EXTRAIT FOURNI ->
—————
Une enquête de terrain a été menée par le Cnesco en 2015-2016 dans 20 académies et 28 départements, selon une logique multiniveaux (des recherches documentaires et quelque 150 entretiens conduits en académie et départements, sur l’activité des équipes académiques et celle des équipes pédagogiques dans les réseaux et les établissements). Cette première analyse montre que la mise en œuvre de cette réforme, volontariste en 2014-2015 semble s’être ralentie l’année suivante, certainement du fait de la préparation concurrente de la réforme du collège.
Lors de la première année de mise en œuvre, la réactualisation de la carte d’éducation prioritaire, effective dans toutes les académies, a bien permis de faire évoluer de façon significative la composition sociale des établissements. Les cartes de l’éducation prioritaire et de la politique de la Ville se sont ainsi rapprochées. Cette même année le pilotage dans les académies a été mis en place également. La mise en œuvre de la réforme s’est ralentie à partir de l’année scolaire 2015-2016.
Certes, certains établissements REP+ apparaissent bien être entrés dans la réforme, mais ceux du réseau REP semblent être le plus souvent restés en marge de la réforme.

 

EXTRAIT (hors tableaux) DU TEXTE INTEGRAL DU RAPPORT (pages 99-104)
99
3) Des politiques qui encouragent le séparatisme social entre et dans les
établissements

a)Les politiques d’éducation prioritaire se suivent : avec quelle efficacité ?

Résumé
Conçue à ses débuts, en 1982, pour être temporaire, l’éducation prioritaire s’est inscrite dans la durée, de relances en relances, ses publics s’élargissant progressivement. Depuis les années 1990, les évaluations n’ont pas réussi à en démontrer l’efficacité pédagogique.
En retravaillant les données de PISA, dans une perspective temporelle, Goussé et e Donné (Cnesco, 2016) montrent, elles,que les politiques d’éducation prioritaire ont participé à l’augmentation du nombre d’élèves en difficulté au collège.
—————
LIGNES EXTRAITES ->
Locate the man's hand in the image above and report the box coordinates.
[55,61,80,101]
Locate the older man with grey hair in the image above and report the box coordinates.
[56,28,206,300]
—————
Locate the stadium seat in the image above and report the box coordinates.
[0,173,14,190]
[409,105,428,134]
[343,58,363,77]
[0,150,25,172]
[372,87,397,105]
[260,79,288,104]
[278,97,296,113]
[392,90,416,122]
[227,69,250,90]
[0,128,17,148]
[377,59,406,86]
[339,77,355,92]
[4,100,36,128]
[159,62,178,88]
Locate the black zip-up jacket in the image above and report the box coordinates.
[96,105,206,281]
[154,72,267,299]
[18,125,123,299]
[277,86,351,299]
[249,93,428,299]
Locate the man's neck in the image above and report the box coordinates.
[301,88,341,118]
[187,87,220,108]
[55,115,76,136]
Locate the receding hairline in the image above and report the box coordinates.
—————
CONSIGNES ->
A – Dites si chacune des affirmations suivantes est conforme à l'extrait sur l'éducation prioritaire en répondant par oui ou non et en citant les mots décisifs du texte : (i) l'enquête du Cnesco a comporté environ 150 entretiens ; (ii) l'éducation prioritaire a été conçue en 1982 pour être permanente ; (iii) la réactualisation de la carte d'éducation prioritaire n'a été effective que dans une partie des académies.
B – Relevez toutes les années et années scolaires mentionnées dans l'extrait sur l'éducation prioritaire, en citant chacune une seule fois.

RÉPONSES PAR CONSIGNE ->
A –
(i) Oui : « quelque 150 entretiens conduits en académie et départements ».
(ii) Non : « Conçue à ses débuts, en 1982, pour être temporaire ».
(iii) Non : « effective dans toutes les académies ».

B –
- 2015-2016
- 2014-2015
- 1982
- années 1990
- 2016